Document:
┄┄┄┄┄┄┄┄┄┄
> The do-release-upgrade command is aimed toward server use and behaves
a bit differently from the desktop upgrade.

In what way?  (that's mostly a retorical question - I'm taking your response 
that I should use the desktop upgrade, which I'm starting right now)
I can find no documentation or indication of different behavior.  I have a 
mostly-headless machine that I treat as mostly a server.  I'd rather do the 
upgrade via command line, and my assumption was that I could use 
"do-release-upgrade".  Thankfully (and luckly), I did the following just for 
fun:

$ sudo update-manager -h

which produced:

/var/lib/python-support/python2.5/gtk-2.0/gtk/__init__.py:72: GtkWarning: could 
not open display
  warnings.warn(str(e), _gtk.Warning)
┄┄┄┄┄┄┄┄┄┄
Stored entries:

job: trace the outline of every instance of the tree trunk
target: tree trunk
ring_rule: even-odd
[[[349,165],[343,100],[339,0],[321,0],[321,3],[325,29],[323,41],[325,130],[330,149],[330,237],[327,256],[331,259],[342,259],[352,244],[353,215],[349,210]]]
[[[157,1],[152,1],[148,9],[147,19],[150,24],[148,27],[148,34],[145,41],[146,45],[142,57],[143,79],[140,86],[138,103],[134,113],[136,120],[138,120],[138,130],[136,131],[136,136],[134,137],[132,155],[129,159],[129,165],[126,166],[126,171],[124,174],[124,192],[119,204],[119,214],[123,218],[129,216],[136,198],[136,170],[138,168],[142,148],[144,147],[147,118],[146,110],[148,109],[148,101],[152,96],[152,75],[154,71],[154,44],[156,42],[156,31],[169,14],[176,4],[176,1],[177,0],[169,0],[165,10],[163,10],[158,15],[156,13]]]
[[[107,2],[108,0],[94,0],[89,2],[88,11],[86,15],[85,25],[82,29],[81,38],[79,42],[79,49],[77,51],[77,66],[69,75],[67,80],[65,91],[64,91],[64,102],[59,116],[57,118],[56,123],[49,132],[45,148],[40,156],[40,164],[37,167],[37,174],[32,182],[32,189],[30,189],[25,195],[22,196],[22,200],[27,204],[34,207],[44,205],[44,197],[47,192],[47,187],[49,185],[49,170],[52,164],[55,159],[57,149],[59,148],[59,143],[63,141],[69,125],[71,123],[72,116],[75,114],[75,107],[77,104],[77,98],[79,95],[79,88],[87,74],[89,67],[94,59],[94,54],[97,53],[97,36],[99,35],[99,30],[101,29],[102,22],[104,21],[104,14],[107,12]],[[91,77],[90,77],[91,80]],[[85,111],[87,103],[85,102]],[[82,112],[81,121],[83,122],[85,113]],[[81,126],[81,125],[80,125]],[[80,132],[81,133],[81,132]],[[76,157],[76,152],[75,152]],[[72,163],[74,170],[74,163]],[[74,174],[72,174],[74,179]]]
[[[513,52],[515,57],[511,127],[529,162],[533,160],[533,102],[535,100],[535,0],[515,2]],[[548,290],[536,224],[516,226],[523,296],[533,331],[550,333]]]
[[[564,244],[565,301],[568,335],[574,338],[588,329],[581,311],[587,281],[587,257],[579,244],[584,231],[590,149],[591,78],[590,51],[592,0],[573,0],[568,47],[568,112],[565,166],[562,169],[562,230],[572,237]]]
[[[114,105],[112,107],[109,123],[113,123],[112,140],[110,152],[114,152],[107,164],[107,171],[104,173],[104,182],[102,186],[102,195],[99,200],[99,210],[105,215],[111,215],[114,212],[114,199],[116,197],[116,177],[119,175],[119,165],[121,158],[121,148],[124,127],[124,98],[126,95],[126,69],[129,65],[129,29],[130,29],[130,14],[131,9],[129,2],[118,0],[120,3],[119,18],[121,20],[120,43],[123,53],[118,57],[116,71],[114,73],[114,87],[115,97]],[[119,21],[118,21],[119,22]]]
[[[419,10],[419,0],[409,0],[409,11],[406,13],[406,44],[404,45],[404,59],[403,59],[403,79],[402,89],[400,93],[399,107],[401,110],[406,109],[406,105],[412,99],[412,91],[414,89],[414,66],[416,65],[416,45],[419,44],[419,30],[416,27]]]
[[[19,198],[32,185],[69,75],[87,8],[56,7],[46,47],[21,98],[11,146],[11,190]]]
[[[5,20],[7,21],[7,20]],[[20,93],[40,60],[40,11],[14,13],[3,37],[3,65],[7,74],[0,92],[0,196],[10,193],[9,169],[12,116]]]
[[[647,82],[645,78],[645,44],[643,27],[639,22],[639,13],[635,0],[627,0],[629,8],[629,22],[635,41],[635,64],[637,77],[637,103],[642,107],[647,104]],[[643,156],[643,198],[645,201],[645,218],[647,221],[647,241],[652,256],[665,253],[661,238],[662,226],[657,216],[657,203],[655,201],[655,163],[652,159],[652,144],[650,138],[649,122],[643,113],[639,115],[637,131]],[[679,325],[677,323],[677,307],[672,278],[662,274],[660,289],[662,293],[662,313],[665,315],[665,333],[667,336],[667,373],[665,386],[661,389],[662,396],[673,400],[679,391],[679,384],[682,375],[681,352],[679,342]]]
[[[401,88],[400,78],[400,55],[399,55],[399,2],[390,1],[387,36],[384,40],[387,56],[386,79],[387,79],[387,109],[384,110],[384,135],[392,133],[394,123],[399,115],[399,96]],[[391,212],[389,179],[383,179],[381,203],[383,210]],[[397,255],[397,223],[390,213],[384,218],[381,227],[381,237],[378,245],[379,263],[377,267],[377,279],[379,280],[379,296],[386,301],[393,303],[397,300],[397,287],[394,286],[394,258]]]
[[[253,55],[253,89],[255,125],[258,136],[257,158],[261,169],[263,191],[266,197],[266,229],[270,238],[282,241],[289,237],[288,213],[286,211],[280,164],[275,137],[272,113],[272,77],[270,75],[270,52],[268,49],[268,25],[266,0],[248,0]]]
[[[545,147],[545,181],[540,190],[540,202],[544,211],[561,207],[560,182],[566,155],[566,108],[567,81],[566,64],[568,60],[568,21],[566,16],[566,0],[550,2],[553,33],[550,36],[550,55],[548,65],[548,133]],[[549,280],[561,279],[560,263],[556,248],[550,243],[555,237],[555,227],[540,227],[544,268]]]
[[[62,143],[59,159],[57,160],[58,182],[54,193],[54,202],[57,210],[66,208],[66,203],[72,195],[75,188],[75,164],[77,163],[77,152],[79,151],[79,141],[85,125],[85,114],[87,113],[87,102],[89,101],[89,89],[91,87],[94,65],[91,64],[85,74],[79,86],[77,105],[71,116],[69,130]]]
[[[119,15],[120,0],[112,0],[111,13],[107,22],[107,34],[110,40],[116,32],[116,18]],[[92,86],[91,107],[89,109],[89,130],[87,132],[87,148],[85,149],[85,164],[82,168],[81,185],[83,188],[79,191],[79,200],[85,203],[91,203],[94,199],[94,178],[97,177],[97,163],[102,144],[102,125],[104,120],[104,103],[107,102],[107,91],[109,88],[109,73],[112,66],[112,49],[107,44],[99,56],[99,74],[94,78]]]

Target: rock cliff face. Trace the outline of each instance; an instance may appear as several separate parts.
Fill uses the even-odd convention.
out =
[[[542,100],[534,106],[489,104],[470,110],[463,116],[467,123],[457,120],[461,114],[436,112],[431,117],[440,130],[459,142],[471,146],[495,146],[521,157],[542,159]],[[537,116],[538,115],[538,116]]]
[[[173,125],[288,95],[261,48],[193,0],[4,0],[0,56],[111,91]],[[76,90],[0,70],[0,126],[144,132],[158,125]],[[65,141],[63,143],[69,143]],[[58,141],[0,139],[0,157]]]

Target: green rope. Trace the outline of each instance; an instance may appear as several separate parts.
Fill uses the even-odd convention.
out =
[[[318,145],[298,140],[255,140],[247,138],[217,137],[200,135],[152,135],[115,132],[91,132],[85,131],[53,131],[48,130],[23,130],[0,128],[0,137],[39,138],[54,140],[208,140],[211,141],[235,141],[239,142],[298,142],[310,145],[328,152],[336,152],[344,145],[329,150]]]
┄┄┄┄┄┄┄┄┄┄
To do:
A - From the upgrade message, reproduce the passage starting at "I can find no" and ending at "warnings.warn(str(e), _gtk.Warning)".
B - Using the upgrade message, decide whether each statement holds: (i) The writer treats the machine as mostly a server. (ii) The writer found documentation describing the different behavior. (iii) The writer ran update-manager with the -h option. Answer yes or no for each, quoting the deciding words.
C - Extend the upgrade message beyond its final line.

Solved tasks:
A -
I can find no documentation or indication of different behavior.  I have a 
mostly-headless machine that I treat as mostly a server.  I'd rather do the 
upgrade via command line, and my assumption was that I could use 
"do-release-upgrade".  Thankfully (and luckly), I did the following just for 
fun:

$ sudo update-manager -h

which produced:

/var/lib/python-support/python2.5/gtk-2.0/gtk/__init__.py:72: GtkWarning: could 
not open display
  warnings.warn(str(e), _gtk.Warning)

B -
(i) Yes: "I have a mostly-headless machine that I treat as mostly a server."
(ii) No: "I can find no documentation or indication of different behavior."
(iii) Yes: "$ sudo update-manager -h"

C -
Usage: update-manager [options]

When I started searching on the GtkWarning, one thing lead to another
and I eventually I stumbled upon this ticket.

> This whole update-manager/do-release-upgrade stuff is a bit awkward
and we need to make that server/desktop mode stuff clearer (or unify
it).

Yes please.  One tool would eliminate confusion (and no telling how much
wasted time, like the multiple hours I just did trying to read up on it,
only to finally give up).  Even the --help output for it is surprisingly
unhelpful.

Thanks for all the hard work on Ubuntu!

-- 
"do-release-upgrade -d" failed to compute upgrade from kubuntu dapper amd64 to 
hardy
https://bugs.launchpad.net/bugs/221170
You received this bug notification because you are a member of Ubuntu
Bugs, which is subscribed to Ubuntu.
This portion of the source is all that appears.